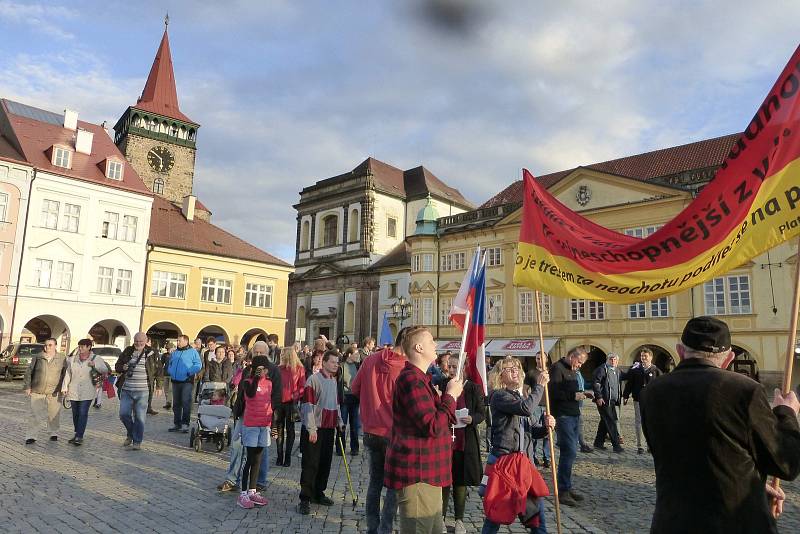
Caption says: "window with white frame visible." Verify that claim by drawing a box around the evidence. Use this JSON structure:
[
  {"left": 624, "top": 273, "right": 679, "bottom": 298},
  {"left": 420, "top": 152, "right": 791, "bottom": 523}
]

CHALLENGE —
Output every line of the listing above as a JSON array of strings, one string per line, skipping blank lines and leaving out the picture.

SOLUTION TO THIS EXERCISE —
[
  "Caption says: \"window with white frame visible.\" Verify that claim by drawing a box around the evidence. Use this JSON structure:",
  "[",
  "  {\"left\": 624, \"top\": 273, \"right\": 679, \"bottom\": 298},",
  "  {\"left\": 420, \"top\": 152, \"right\": 791, \"bottom\": 523}",
  "]"
]